[Aim of the exercise]
From the Sweet Valley Kids book review, copy word for word the part that opens with the words containing "This book is" and closes with "suits the plot.".

Sweet Valley Kids #5: Jessica's Cat Trick

Aug 09, 2008 18:13

Sweet Valley Kids #5: Jessica's Cat Trick

This book is yet another patch in the quilt of Jessica Wakefield's love-hate relationship with animals. In this book, she (hearts) cats. In others, she'd just as soon run them over with her Jeep. Then again, she feels the same way about her twin sister, so...



Here we see Jess and Liz with Misty, their secret cat. I am very amused that the girls have a shoebox that actually says "shoes" on the side instead of, for example, a brand name like most shoeboxes. Unless it really says "hoes," but that joke really belongs in SVH.



Elizabeth and Jessica are in a hurry to get home after school because they have a cat hidden in the backyard. They'd found it under some bushes but kept it secret because Ned and Steven are allergic to cats. Or at least, they are when it suits the plot.

[Collected data]
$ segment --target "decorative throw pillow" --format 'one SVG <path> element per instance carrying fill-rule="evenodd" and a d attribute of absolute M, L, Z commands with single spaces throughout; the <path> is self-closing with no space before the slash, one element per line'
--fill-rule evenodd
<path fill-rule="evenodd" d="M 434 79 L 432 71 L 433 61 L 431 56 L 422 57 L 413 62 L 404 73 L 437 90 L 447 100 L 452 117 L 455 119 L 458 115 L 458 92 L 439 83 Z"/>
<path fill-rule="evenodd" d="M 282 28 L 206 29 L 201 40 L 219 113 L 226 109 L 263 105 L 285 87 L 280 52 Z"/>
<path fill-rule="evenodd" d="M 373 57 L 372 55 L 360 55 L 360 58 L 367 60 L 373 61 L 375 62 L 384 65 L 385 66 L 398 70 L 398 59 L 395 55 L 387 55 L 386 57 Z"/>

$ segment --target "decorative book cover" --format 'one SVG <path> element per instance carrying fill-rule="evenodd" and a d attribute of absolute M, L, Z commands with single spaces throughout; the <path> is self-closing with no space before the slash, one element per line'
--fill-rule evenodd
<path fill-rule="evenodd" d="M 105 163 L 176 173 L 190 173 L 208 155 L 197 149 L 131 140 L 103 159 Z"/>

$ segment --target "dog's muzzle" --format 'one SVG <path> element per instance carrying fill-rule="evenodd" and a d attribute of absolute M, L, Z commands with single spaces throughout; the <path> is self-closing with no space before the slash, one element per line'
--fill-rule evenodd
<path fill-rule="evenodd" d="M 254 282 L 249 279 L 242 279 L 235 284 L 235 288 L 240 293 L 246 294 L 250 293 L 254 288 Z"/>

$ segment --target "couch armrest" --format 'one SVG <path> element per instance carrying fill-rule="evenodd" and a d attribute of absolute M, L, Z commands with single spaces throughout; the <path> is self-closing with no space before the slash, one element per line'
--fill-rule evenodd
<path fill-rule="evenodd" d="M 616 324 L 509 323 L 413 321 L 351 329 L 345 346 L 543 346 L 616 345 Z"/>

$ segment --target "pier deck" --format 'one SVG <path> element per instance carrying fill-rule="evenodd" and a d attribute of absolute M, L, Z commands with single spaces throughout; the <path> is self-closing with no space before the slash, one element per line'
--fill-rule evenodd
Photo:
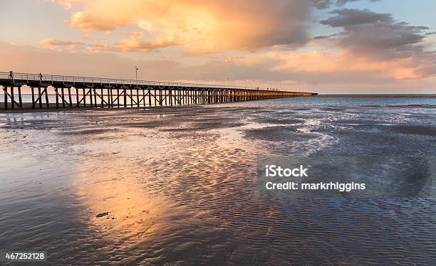
<path fill-rule="evenodd" d="M 2 105 L 5 110 L 143 107 L 317 95 L 273 88 L 10 72 L 0 72 L 0 85 L 3 87 Z M 24 99 L 24 95 L 28 99 Z"/>

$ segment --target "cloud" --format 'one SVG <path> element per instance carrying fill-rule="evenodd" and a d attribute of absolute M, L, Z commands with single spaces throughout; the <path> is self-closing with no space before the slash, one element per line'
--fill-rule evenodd
<path fill-rule="evenodd" d="M 336 16 L 320 23 L 341 28 L 343 31 L 318 37 L 315 41 L 328 38 L 330 44 L 375 62 L 401 62 L 403 66 L 397 65 L 395 68 L 398 78 L 420 78 L 436 74 L 431 67 L 436 53 L 427 50 L 422 41 L 427 27 L 397 21 L 390 14 L 368 9 L 344 9 L 331 14 Z"/>
<path fill-rule="evenodd" d="M 299 0 L 96 0 L 83 6 L 71 15 L 71 27 L 98 32 L 134 25 L 193 53 L 302 46 L 311 9 Z"/>
<path fill-rule="evenodd" d="M 128 39 L 103 44 L 93 44 L 83 42 L 73 42 L 61 41 L 53 38 L 41 40 L 38 44 L 49 47 L 55 50 L 87 50 L 93 53 L 103 51 L 110 52 L 150 52 L 157 51 L 160 49 L 177 45 L 174 39 L 171 38 L 155 38 L 150 41 L 143 41 L 140 38 L 143 33 L 135 32 L 132 33 Z"/>
<path fill-rule="evenodd" d="M 81 41 L 61 41 L 53 38 L 41 40 L 38 43 L 52 48 L 66 48 L 68 50 L 76 50 L 85 46 L 85 43 Z"/>
<path fill-rule="evenodd" d="M 347 3 L 354 2 L 358 0 L 313 0 L 312 4 L 318 9 L 329 9 L 332 6 L 343 6 Z M 376 2 L 380 0 L 369 0 L 371 2 Z"/>

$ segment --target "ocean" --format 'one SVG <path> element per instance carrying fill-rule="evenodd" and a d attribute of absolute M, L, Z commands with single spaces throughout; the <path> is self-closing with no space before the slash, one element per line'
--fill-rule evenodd
<path fill-rule="evenodd" d="M 51 265 L 436 264 L 436 98 L 1 112 L 0 147 L 0 250 Z M 376 193 L 262 195 L 296 156 Z"/>

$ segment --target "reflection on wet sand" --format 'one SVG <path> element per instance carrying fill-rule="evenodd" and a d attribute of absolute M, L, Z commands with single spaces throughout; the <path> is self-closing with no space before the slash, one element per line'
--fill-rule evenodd
<path fill-rule="evenodd" d="M 259 197 L 261 155 L 435 150 L 430 108 L 317 100 L 0 115 L 0 250 L 38 247 L 51 265 L 429 264 L 433 199 Z"/>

[Task output]
This book is yet another patch in the quilt of Jessica Wakefield's love-hate relationship with animals. In this book, she (hearts) cats. In others, she'd just as soon run them over with her Jeep. Then again, she feels the same way about her twin sister, so...



Here we see Jess and Liz with Misty, their secret cat. I am very amused that the girls have a shoebox that actually says "shoes" on the side instead of, for example, a brand name like most shoeboxes. Unless it really says "hoes," but that joke really belongs in SVH.



Elizabeth and Jessica are in a hurry to get home after school because they have a cat hidden in the backyard. They'd found it under some bushes but kept it secret because Ned and Steven are allergic to cats. Or at least, they are when it suits the plot.